# Goal
Convert all the records below into a JSON list of strings, one string per line, leaving out any blank lines.

# Data lines
------

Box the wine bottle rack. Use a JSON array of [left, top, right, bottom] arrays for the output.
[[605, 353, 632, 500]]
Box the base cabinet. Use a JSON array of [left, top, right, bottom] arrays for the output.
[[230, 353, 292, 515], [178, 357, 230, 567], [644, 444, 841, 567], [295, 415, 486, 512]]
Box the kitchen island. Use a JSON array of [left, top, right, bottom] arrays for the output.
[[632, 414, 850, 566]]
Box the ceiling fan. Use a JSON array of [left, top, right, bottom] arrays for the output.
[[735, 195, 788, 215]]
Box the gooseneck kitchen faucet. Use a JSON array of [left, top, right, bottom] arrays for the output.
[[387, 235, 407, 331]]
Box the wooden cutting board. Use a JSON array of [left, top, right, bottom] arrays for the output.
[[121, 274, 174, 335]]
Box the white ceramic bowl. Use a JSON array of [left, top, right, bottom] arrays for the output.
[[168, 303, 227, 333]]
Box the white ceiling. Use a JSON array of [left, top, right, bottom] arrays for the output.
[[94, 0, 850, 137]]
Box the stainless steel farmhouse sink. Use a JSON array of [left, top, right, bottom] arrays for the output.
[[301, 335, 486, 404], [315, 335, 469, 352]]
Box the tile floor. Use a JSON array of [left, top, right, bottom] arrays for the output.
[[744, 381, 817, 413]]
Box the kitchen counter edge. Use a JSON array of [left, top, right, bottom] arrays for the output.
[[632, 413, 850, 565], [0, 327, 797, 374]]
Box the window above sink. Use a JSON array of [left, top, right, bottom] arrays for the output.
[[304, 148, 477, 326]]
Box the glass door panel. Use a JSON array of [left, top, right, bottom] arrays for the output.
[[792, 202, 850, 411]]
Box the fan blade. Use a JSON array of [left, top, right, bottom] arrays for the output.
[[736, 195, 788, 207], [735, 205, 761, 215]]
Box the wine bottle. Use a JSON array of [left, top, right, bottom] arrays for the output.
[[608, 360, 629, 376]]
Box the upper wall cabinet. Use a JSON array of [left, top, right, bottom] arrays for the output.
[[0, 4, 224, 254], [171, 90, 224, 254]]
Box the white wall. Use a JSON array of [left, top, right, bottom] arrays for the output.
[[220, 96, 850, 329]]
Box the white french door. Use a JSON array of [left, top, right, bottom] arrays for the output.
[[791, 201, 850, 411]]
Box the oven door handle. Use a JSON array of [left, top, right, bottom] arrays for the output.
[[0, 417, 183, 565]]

------

# Correct answer
[
  "Box the wine bottle rack. Use a JSON array of [left, top, right, bottom] arrays for the output.",
  "[[605, 353, 632, 500]]",
  "Box the base cabinet. Use a JSON array of [left, top, right, bottom] arrays for the output.",
  "[[230, 353, 292, 515], [178, 357, 230, 567], [644, 444, 841, 567], [295, 415, 486, 512]]",
  "Box the kitchen island. Use a JSON array of [left, top, right, bottom] arrays for the output.",
  "[[632, 414, 850, 566]]",
  "Box the ceiling fan. Use a JSON array of [left, top, right, bottom] arrays for the output.",
  "[[735, 195, 788, 215]]",
  "Box the gooseneck kitchen faucet. Use a JSON array of [left, top, right, bottom] arrays for the output.",
  "[[387, 235, 407, 331]]",
  "Box the wooden cutting board. Use a JSON array of [left, top, right, bottom] arrays for the output.",
  "[[121, 274, 174, 335]]",
  "Box the white ceramic bowl. Use a JSON array of [left, top, right, bottom] arrays for the output.",
  "[[168, 303, 227, 333]]",
  "Box the white ceiling. Use a JSON array of [left, top, right, bottom] arrays for the output.",
  "[[94, 0, 850, 137]]",
  "Box the stainless steel farmhouse sink. Use a JSON array of [left, top, right, bottom] arrays for the output.",
  "[[301, 335, 486, 404], [315, 335, 469, 352]]",
  "Box the tile floor. Use a JSON array of [left, top, right, bottom] arrays for the output.",
  "[[744, 381, 817, 413]]",
  "Box the kitchen counter edge. Use a JSON array of [left, top, right, bottom] arrays for the output.",
  "[[632, 413, 850, 565], [0, 327, 797, 374]]",
  "Box the window above sink. Use a JSON array of [left, top, right, bottom] arrays for the output.",
  "[[304, 148, 477, 326]]",
  "Box the glass door panel. Use a JSON array of [left, top, right, bottom] arrays for the output.",
  "[[792, 202, 850, 411]]",
  "Box the fan blade. Use a JSON array of [left, top, right, bottom] arrays for the output.",
  "[[736, 195, 788, 207], [735, 205, 761, 215]]",
  "Box the wine bottle. Use a JSON array of [left, top, right, bottom] arrays for the output.",
  "[[608, 360, 629, 376]]",
  "Box the upper wall cabinet. Use a JSON array of [left, top, right, bottom] arrays for the output.",
  "[[0, 4, 224, 254], [171, 90, 224, 254]]",
  "Box the white wall. Use a JSON array of [left, top, right, bottom] arrays for the output.",
  "[[220, 96, 850, 329]]",
  "Box the white french door. Use a JSON array of [left, top, right, bottom] arrays for the output.",
  "[[791, 201, 850, 411]]",
  "Box the oven door handle. Use a JSON array of [left, top, right, bottom] arrays for the output.",
  "[[0, 417, 183, 565]]"
]